■ DATA PROVIDED
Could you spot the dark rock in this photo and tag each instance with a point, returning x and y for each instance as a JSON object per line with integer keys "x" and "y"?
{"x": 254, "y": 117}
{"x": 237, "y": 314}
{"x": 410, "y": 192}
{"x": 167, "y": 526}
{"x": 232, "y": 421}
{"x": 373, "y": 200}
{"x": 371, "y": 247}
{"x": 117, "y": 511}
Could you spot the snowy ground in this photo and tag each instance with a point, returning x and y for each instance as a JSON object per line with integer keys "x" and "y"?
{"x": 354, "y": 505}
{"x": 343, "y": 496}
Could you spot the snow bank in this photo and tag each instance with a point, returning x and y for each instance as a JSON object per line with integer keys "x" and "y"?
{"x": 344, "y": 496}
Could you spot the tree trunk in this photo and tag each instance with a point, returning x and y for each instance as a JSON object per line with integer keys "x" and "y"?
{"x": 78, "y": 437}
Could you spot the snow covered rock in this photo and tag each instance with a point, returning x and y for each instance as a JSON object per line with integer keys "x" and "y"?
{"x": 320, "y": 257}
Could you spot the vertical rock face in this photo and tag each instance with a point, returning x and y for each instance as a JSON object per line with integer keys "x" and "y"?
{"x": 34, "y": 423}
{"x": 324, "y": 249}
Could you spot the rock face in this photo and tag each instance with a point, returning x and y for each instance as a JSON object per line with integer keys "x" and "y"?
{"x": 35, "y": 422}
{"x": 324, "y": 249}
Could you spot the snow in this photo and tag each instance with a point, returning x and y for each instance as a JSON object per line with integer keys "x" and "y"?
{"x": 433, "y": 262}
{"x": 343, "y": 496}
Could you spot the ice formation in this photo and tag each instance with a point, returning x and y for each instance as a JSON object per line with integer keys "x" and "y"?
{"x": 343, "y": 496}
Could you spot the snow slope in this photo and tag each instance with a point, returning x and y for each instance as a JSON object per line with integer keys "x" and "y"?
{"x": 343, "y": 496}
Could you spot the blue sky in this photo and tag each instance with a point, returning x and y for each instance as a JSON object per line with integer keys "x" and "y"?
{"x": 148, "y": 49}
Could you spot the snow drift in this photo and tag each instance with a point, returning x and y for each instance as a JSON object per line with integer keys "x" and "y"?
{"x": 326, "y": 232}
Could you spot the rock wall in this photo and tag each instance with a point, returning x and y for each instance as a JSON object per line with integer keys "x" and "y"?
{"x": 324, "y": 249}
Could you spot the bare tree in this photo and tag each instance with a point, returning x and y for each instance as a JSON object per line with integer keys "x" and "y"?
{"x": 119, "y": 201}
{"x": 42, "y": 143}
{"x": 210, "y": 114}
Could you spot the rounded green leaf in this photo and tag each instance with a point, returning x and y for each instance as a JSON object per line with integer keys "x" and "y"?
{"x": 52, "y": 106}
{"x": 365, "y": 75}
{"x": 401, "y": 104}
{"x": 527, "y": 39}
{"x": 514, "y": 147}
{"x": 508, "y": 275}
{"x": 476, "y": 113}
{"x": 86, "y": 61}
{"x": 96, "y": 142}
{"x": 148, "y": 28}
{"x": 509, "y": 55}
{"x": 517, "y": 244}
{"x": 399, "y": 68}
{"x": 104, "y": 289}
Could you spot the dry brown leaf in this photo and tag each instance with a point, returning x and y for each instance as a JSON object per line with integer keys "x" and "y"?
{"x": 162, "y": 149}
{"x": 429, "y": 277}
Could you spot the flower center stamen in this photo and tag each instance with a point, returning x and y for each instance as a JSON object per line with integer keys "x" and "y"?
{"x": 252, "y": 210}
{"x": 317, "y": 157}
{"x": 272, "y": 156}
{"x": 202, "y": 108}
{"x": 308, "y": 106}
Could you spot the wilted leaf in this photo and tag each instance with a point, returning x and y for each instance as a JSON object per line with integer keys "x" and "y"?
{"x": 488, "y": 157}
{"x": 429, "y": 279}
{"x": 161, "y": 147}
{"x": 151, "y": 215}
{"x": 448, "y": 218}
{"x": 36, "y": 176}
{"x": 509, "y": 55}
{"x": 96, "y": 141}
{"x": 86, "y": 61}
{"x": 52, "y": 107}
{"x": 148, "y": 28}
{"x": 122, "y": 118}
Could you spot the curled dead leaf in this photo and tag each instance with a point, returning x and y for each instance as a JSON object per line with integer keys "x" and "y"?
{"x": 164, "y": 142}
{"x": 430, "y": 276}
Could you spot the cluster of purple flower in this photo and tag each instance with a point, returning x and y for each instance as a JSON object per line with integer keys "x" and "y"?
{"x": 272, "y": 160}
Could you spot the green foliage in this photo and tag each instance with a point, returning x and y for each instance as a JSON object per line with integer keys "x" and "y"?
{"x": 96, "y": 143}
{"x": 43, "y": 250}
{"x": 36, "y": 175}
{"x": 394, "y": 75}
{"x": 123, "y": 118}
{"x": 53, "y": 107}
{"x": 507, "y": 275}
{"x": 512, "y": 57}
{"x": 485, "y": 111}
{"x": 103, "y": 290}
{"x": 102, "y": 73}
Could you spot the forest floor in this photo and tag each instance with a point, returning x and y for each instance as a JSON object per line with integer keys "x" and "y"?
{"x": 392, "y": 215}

■ TASK ITEM
Set the data down again in full. Keep it exact.

■ RESULT OF THIS TASK
Could you spot the dark rock in this photo and tag each instance with a point, returning x and y for each instance as a JSON object per line with integer keys "x" and "y"?
{"x": 254, "y": 117}
{"x": 237, "y": 314}
{"x": 410, "y": 192}
{"x": 167, "y": 526}
{"x": 232, "y": 421}
{"x": 373, "y": 200}
{"x": 371, "y": 247}
{"x": 117, "y": 511}
Could you spot the snowy ground in this photo and tag each instance with a point, returning x and y for each instance as a JSON object per line with integer keys "x" and "y"?
{"x": 354, "y": 505}
{"x": 343, "y": 496}
Could you spot the snow bank in this photo and tag each instance with a point, returning x and y for each instance as a JSON object per line with integer keys "x" and "y"?
{"x": 344, "y": 496}
Could you spot the tree trunk in this photo and tag each instance with a point, returning x and y for each instance as a JSON object per line with integer keys "x" and "y"?
{"x": 78, "y": 437}
Could you spot the snow covered rock in this photo and tag each instance with a point, returning x and y for each instance as a JSON object per line with integer keys "x" and "y"?
{"x": 320, "y": 257}
Could you spot the vertical rock face in this photo and tag each instance with a point, returning x and y for each instance as a JSON object per line with integer keys "x" and "y"?
{"x": 34, "y": 423}
{"x": 324, "y": 249}
Could you spot the rock face in this photo and tag each instance with a point, returning x and y for each instance as a JSON object per line with integer keys "x" and "y"?
{"x": 35, "y": 422}
{"x": 324, "y": 249}
Could you spot the snow in this photo and tag each instance with a point, returning x and y for each instance as a JSON object per line with integer keys "x" and "y"?
{"x": 433, "y": 262}
{"x": 343, "y": 496}
Could you spot the ice formation in this photo and tag each instance with a point, returning x and y for each instance as a JSON object per line with integer keys "x" and "y"?
{"x": 343, "y": 496}
Could you spot the snow slope in this photo and tag each instance with a point, returning x and y for each instance as a JSON object per line with integer keys "x" and "y"?
{"x": 343, "y": 496}
Could you spot the blue sky in this photo and tag each instance with a point, returning x and y for each instance as a JSON object per line with integer keys "x" and "y"?
{"x": 148, "y": 49}
Could you spot the snow drift in this photo and tag each instance with a point, returning x and y for each instance as a JSON object per line with integer keys "x" and "y"?
{"x": 326, "y": 232}
Could you spot the rock wall in this photo and tag each instance with a point, returning x and y for each instance as a JSON object per line with integer keys "x" and "y"?
{"x": 324, "y": 249}
Could you spot the bare tree in this photo and tag each instance with a point, returning x and y for each instance as a JSON object per line with integer keys "x" and "y"?
{"x": 119, "y": 201}
{"x": 42, "y": 143}
{"x": 210, "y": 114}
Could you spot the rounded green leaf in this photo and tag each instance with a point, returning x and y for each instance as a JSON object per line with integer keys "x" and "y"?
{"x": 52, "y": 106}
{"x": 365, "y": 75}
{"x": 401, "y": 104}
{"x": 527, "y": 39}
{"x": 514, "y": 147}
{"x": 508, "y": 275}
{"x": 476, "y": 113}
{"x": 86, "y": 61}
{"x": 96, "y": 142}
{"x": 148, "y": 28}
{"x": 509, "y": 55}
{"x": 517, "y": 244}
{"x": 399, "y": 68}
{"x": 104, "y": 289}
Could you spot the dry brown leaf in this photo and tag each instance with a point, returning x and y for each instance as a JSON object per line with integer keys "x" and "y"?
{"x": 162, "y": 149}
{"x": 429, "y": 277}
Could you spot the flower center stamen in this photo and tag each instance with a point, returning x and y for each instance as a JSON object per line with integer keys "x" and "y"?
{"x": 252, "y": 210}
{"x": 317, "y": 157}
{"x": 272, "y": 156}
{"x": 202, "y": 108}
{"x": 308, "y": 106}
Could you spot the wilted leaf in this photo and tag each instance with a point, returning x and y for each instance as a JSON object per line with integer keys "x" and "y"?
{"x": 488, "y": 157}
{"x": 429, "y": 279}
{"x": 161, "y": 147}
{"x": 151, "y": 215}
{"x": 448, "y": 218}
{"x": 36, "y": 176}
{"x": 509, "y": 55}
{"x": 96, "y": 141}
{"x": 86, "y": 61}
{"x": 52, "y": 107}
{"x": 148, "y": 28}
{"x": 122, "y": 118}
Could you spot the curled dead leaf in this photo and tag each instance with a point, returning x and y for each instance as a JSON object per line with integer keys "x" and "y"?
{"x": 164, "y": 142}
{"x": 430, "y": 276}
Could you spot the cluster of purple flower in this photo and tag each instance with a point, returning x and y for each instance as a JSON object per line with integer keys "x" and "y"?
{"x": 272, "y": 160}
Could you spot the green foliage in this photo and tag each instance with a point, returning x and y for each instance as a JSON object per line with integer keys "x" and "y"?
{"x": 96, "y": 143}
{"x": 43, "y": 250}
{"x": 36, "y": 175}
{"x": 394, "y": 75}
{"x": 123, "y": 118}
{"x": 53, "y": 107}
{"x": 507, "y": 275}
{"x": 512, "y": 57}
{"x": 485, "y": 111}
{"x": 103, "y": 290}
{"x": 102, "y": 73}
Could you spot the forest floor in this photo and tag each instance with a point, returning x and y for each instance as a JSON object per line with integer keys "x" and "y"?
{"x": 392, "y": 215}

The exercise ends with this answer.